What needs to be done: Convert the lines below into a JSON list of strings, with one string per line and any blank lines omitted.
----
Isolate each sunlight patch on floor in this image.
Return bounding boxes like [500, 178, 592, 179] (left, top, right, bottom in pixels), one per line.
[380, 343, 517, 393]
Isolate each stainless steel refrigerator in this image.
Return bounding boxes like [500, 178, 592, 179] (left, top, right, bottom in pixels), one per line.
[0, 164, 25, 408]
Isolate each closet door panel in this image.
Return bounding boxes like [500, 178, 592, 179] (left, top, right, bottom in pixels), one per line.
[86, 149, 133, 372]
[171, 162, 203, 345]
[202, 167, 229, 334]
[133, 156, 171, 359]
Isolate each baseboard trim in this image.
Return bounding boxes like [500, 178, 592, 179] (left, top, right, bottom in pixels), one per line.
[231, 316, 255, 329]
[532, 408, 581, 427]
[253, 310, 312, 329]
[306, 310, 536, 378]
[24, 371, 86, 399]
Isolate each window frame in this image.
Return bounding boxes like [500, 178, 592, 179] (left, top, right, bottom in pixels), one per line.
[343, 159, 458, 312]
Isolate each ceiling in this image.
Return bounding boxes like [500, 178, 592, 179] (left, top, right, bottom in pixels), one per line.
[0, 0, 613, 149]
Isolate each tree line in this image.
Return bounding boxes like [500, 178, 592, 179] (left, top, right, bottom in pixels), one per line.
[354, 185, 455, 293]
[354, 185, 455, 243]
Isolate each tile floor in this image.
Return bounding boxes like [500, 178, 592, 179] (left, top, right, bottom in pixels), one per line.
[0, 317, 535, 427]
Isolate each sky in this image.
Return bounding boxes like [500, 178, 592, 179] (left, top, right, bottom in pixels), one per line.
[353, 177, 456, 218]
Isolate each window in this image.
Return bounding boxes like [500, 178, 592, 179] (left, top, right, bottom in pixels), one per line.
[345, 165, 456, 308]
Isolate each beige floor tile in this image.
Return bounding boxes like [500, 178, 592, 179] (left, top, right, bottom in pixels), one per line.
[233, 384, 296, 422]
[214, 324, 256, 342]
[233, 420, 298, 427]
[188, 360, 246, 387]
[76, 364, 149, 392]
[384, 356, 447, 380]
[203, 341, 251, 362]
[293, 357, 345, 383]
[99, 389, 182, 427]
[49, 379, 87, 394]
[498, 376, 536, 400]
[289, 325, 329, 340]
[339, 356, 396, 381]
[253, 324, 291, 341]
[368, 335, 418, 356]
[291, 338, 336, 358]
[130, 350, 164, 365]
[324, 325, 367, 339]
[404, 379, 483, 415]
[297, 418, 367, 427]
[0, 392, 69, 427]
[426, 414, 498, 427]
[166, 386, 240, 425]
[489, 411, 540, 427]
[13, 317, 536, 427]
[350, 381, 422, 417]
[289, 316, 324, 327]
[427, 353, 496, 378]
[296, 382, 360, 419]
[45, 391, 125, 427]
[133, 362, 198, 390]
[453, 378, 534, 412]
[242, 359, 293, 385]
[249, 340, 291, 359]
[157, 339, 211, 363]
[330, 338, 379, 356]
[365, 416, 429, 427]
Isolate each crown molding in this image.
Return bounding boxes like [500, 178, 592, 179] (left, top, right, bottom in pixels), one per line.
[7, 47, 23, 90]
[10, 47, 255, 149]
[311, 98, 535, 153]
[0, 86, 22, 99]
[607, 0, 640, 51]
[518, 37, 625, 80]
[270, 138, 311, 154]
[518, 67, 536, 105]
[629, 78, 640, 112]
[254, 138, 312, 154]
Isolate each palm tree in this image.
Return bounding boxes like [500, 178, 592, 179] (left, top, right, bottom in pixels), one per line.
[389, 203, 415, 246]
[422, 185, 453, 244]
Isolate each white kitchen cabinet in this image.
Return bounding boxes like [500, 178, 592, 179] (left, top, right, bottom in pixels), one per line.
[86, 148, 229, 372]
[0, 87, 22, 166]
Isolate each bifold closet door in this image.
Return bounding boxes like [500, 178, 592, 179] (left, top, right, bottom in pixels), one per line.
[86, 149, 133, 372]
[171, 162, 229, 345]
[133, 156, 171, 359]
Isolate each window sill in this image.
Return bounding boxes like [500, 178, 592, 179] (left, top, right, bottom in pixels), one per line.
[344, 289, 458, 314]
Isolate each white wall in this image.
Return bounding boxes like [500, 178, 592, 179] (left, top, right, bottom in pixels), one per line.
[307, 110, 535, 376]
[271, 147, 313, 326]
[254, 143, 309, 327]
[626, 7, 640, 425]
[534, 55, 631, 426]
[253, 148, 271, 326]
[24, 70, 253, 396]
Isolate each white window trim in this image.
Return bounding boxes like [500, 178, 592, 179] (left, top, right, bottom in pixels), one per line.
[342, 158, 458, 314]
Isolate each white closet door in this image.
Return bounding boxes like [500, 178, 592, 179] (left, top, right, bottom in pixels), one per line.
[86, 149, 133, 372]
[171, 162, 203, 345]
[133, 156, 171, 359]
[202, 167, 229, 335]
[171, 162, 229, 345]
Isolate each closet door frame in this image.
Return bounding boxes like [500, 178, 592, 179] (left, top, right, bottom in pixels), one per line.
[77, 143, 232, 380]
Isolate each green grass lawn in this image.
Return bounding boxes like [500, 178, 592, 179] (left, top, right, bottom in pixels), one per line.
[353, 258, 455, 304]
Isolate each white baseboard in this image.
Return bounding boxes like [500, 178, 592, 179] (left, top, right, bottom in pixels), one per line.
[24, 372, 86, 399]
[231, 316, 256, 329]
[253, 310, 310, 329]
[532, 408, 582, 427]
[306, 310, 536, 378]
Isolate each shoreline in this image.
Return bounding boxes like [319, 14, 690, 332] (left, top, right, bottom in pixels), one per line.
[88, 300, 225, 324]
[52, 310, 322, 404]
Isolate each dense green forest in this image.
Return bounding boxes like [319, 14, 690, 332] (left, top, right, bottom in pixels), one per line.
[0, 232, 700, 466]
----
Exercise output:
[
  "Isolate each sunlight patch on floor in this image.",
  "Return bounding boxes like [500, 178, 592, 179] (left, top, right, bottom in pixels), one per line.",
  "[380, 343, 517, 393]",
  "Isolate each stainless steel refrigerator in this image.",
  "Return bounding boxes like [500, 178, 592, 179] (left, top, right, bottom in pixels), one per line.",
  "[0, 164, 25, 408]",
  "Isolate each closet door panel in this image.",
  "Return bounding boxes like [500, 178, 592, 179] (left, top, right, bottom in pixels), one per line.",
  "[86, 149, 133, 372]",
  "[171, 162, 203, 345]",
  "[202, 167, 229, 334]",
  "[133, 156, 171, 359]",
  "Isolate each baseboard trim in this image.",
  "Return bounding boxes like [500, 178, 592, 179] (left, top, right, bottom in pixels), one per line.",
  "[231, 316, 255, 329]",
  "[532, 408, 581, 427]",
  "[253, 310, 312, 329]",
  "[306, 310, 536, 378]",
  "[24, 371, 86, 399]",
  "Isolate each window frame in this image.",
  "Return bounding boxes like [500, 178, 592, 179] (left, top, right, bottom in pixels), one per line.",
  "[343, 159, 458, 312]",
  "Isolate each ceiling in this image.",
  "Return bounding boxes like [500, 178, 592, 179] (left, top, right, bottom in pixels), one per line.",
  "[0, 0, 613, 149]",
  "Isolate each tree line in this image.",
  "Return bounding boxes like [500, 178, 592, 179] (left, top, right, bottom in pixels), one per line.",
  "[354, 185, 455, 293]",
  "[354, 185, 455, 243]",
  "Isolate each tile floor in this image.",
  "Return bounding boxes like [500, 178, 592, 179] (left, top, right, bottom in pixels), one per line.",
  "[0, 317, 535, 427]",
  "Isolate each sky in this image.",
  "Return bounding boxes like [500, 178, 592, 179] (left, top, right, bottom in pixels), one per line.",
  "[353, 177, 456, 218]",
  "Isolate each window in this image.",
  "Return bounding boxes like [500, 178, 592, 179] (left, top, right, bottom in pixels), one per line.",
  "[345, 165, 456, 308]",
  "Isolate each beige floor tile in this image.",
  "Return bounding boxes like [500, 178, 592, 179] (left, top, right, bottom in pixels), one per line.",
  "[233, 384, 296, 422]",
  "[214, 324, 256, 342]",
  "[233, 420, 298, 427]",
  "[188, 360, 246, 387]",
  "[76, 364, 149, 392]",
  "[384, 356, 447, 380]",
  "[203, 341, 251, 362]",
  "[293, 357, 345, 383]",
  "[99, 389, 182, 427]",
  "[49, 379, 87, 394]",
  "[498, 376, 536, 400]",
  "[289, 325, 329, 340]",
  "[339, 356, 396, 381]",
  "[253, 324, 291, 341]",
  "[368, 335, 418, 356]",
  "[291, 338, 336, 358]",
  "[130, 350, 164, 365]",
  "[324, 325, 367, 339]",
  "[404, 379, 483, 415]",
  "[297, 418, 367, 427]",
  "[0, 392, 69, 427]",
  "[426, 414, 498, 427]",
  "[166, 386, 240, 425]",
  "[489, 411, 540, 427]",
  "[13, 317, 536, 427]",
  "[350, 381, 422, 417]",
  "[289, 316, 324, 327]",
  "[427, 353, 496, 378]",
  "[296, 382, 360, 419]",
  "[45, 391, 125, 427]",
  "[133, 362, 198, 390]",
  "[453, 378, 534, 412]",
  "[242, 359, 293, 385]",
  "[249, 340, 291, 359]",
  "[157, 339, 211, 363]",
  "[330, 338, 379, 356]",
  "[365, 416, 429, 427]",
  "Isolate each crown molding in this image.",
  "Return bounding boxes like [500, 178, 592, 179] (left, top, right, bottom in pixels), one per line.",
  "[7, 47, 23, 90]",
  "[10, 47, 255, 149]",
  "[311, 98, 535, 153]",
  "[0, 86, 22, 99]",
  "[607, 0, 640, 51]",
  "[518, 37, 625, 80]",
  "[270, 138, 311, 154]",
  "[518, 67, 536, 105]",
  "[629, 78, 640, 112]",
  "[254, 138, 312, 154]",
  "Isolate each palm tree in this image.",
  "Return bounding boxes like [500, 178, 592, 179] (left, top, right, bottom in pixels), one per line.",
  "[389, 203, 415, 246]",
  "[422, 185, 453, 244]",
  "Isolate each white kitchen cabinet in this image.",
  "Return bounding boxes like [500, 178, 592, 179] (left, top, right, bottom in pixels), one per line.",
  "[86, 148, 229, 372]",
  "[0, 87, 22, 166]",
  "Isolate each bifold closet door in this image.",
  "Return bounding boxes like [500, 178, 592, 179] (left, top, right, bottom in pixels), one per line.",
  "[86, 149, 133, 372]",
  "[171, 162, 229, 345]",
  "[133, 156, 171, 359]",
  "Isolate each window sill in this image.",
  "Return bounding boxes like [500, 178, 592, 179] (left, top, right, bottom in pixels), one per line.",
  "[344, 289, 458, 314]",
  "Isolate each white wall in this image.",
  "Return bounding boxes like [500, 178, 592, 179] (left, top, right, bottom in pixels), one per line.",
  "[307, 110, 535, 376]",
  "[271, 147, 313, 326]",
  "[254, 143, 309, 327]",
  "[626, 7, 640, 425]",
  "[534, 55, 631, 426]",
  "[253, 148, 271, 326]",
  "[24, 70, 253, 396]",
  "Isolate each white window trim in this image.",
  "Return bounding boxes like [500, 178, 592, 179] (left, top, right, bottom in pixels), one per line.",
  "[342, 158, 458, 314]",
  "Isolate each white closet door in this image.",
  "Return bounding boxes like [500, 178, 592, 179] (left, top, right, bottom in pixels), one per line.",
  "[86, 149, 133, 372]",
  "[171, 162, 203, 345]",
  "[133, 156, 171, 359]",
  "[202, 167, 229, 335]",
  "[171, 162, 229, 345]",
  "Isolate each closet door frame in this image.",
  "Return bounding boxes like [500, 178, 592, 179] (left, top, right, bottom in pixels), one per line.",
  "[77, 143, 232, 380]",
  "Isolate each green grass lawn in this image.",
  "Return bounding boxes like [500, 178, 592, 179] (left, top, right, bottom in pixels), one per line.",
  "[353, 258, 455, 304]",
  "Isolate each white baseboard in this image.",
  "Return bounding boxes like [500, 178, 592, 179] (left, top, right, bottom in pixels), one per line.",
  "[24, 372, 86, 399]",
  "[231, 316, 256, 329]",
  "[253, 310, 310, 329]",
  "[532, 408, 582, 427]",
  "[306, 310, 536, 378]",
  "Isolate each shoreline in this image.",
  "Return bounding boxes like [319, 14, 690, 332] (left, top, right, bottom in pixels), one per line.",
  "[88, 300, 225, 324]",
  "[52, 310, 322, 404]",
  "Isolate each dense green forest in this image.",
  "Return bounding boxes like [319, 14, 690, 332] (left, top, right, bottom in pixels), one per line.",
  "[0, 232, 700, 466]"
]